【DevLOVE】「ユーザーの本質的要求発見ワークショップ(β版)」に参加してきました
こんにちは。アオヤマです。
そういえば先日水曜 DevLOVE という開発者の集いの1イベント「ユーザーの本質的要求発見ワークショップ(β版)」に参加して来ました。
この記事では実際に行われたワークショップの内容を簡単に紹介したいと思います。
ワークショップの目的
サービスやプロダクト、ビジネスを企画する上で肝になるのは ユーザのニーズ・課題の探求 です。
今回のワークショップでは エクスペリエンス・ビジョン という書籍で紹介されている 上位下位関係分析法 を用いて、ユーザのニーズ・課題の探求を行いました。
上位下位関係分析法というのは「『(インタビューなどから得られた) ユーザーに関する事象 』を元に、その 行為目標 、さらに行為目標から上位にあたる ニーズ 、さらにその上位の 本質的要求 を、上位下位の関係分析によって導きだす」というものです。
付箋紙にニーズを書き出し、関係分析によってまとめていく (上に行くに従い、本質的欲求に近付く) - ユーザーの本質的要求発見ワークショップ(β版) -上位下位関係分析法によるニーズ発見- - DevLOVE | Doorkeeper
今回のワークショップでは『ユーザーに関する事象』を フォトエッセイ法 というもので表現しています。
フォトエッセイでユーザの想いを表現する
フォトエッセイの例 ※ワークショップにあたって私が提出したもの
フォトエッセイとは、ユーザー自身(あるいはユーザになりきった企画者)が一枚の写真とそれに関わるエッセイを記述することにより、他者がユーザーの本質的要求や潜在的ニーズを発見する方法です。
フォトエッセイには必ずテーマを設けます。そして、テーマは最終的に提供するサービスの思想や機能に直結するものでなくてはいけません。 今回のワークショップでは 感情をリアルタイムにログを残したいと思った出来事やイベント、モノ、場所 というテーマを設けていました。
+ + + + +
# 求められる作業
ページ抜粋の「この記事では実際に行われたワークショップの内容を簡単に紹介したいと思います。」から「という書籍で紹介されている 上位下位関係分析法 を用いて、ユーザのニーズ・課題の探求を行いました。」までを、その語句自体も含めて一字一句そのまま打ち直してください。 下記のエントリは参照しなくてかまいません。
+ + + + +
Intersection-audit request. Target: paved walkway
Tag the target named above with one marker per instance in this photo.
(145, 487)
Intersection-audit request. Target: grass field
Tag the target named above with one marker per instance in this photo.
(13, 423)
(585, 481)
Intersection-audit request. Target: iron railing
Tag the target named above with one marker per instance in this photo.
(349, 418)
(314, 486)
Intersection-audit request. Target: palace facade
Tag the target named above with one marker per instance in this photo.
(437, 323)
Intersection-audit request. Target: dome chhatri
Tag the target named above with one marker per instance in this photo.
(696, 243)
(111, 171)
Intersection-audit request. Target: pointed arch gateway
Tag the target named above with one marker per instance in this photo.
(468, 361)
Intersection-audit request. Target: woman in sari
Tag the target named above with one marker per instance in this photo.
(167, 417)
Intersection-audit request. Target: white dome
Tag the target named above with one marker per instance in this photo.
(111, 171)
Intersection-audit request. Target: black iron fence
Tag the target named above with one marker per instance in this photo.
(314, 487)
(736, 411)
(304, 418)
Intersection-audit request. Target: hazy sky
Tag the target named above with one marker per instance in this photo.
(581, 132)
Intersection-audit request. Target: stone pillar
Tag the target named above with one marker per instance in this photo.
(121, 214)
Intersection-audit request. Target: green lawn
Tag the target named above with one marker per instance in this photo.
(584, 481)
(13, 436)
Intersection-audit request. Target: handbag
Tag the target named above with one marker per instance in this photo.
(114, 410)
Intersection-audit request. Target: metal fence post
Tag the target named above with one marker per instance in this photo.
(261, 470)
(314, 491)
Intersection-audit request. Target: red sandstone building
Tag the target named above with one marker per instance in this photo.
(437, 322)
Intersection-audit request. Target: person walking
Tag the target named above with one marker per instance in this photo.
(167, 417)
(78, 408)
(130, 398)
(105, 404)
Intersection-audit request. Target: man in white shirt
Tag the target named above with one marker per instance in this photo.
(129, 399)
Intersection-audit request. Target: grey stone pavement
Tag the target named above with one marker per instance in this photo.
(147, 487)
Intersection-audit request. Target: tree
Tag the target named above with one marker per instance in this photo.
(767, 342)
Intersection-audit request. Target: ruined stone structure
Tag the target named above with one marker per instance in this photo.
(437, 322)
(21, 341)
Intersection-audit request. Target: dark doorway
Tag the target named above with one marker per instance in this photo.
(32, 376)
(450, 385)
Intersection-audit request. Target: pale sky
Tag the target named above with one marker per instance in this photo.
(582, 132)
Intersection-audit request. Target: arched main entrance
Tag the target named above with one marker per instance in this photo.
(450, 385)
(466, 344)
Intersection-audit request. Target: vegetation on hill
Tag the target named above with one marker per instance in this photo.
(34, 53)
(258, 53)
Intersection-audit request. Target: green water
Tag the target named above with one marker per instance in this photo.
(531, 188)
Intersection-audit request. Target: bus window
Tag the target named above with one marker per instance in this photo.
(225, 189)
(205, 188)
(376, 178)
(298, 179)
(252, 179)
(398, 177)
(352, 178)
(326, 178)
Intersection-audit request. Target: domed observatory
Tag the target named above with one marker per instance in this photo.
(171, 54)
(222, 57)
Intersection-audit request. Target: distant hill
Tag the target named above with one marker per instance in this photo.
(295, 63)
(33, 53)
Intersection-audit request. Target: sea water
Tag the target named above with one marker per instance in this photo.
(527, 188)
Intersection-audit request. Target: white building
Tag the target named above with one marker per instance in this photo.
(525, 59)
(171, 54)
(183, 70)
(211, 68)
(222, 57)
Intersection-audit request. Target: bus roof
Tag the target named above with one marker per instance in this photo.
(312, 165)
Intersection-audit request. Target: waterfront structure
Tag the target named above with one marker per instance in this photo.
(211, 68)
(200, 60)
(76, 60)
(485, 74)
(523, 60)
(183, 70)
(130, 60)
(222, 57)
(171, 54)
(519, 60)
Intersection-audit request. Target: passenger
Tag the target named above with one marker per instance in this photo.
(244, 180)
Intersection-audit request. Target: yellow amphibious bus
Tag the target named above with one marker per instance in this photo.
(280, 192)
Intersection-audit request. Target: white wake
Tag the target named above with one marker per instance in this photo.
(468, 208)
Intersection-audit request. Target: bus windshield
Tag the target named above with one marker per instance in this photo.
+ + + + +
# 作業の結果
この記事では実際に行われたワークショップの内容を簡単に紹介したいと思います。
ワークショップの目的
サービスやプロダクト、ビジネスを企画する上で肝になるのは ユーザのニーズ・課題の探求 です。
今回のワークショップでは エクスペリエンス・ビジョン という書籍で紹介されている 上位下位関係分析法 を用いて、ユーザのニーズ・課題の探求を行いました。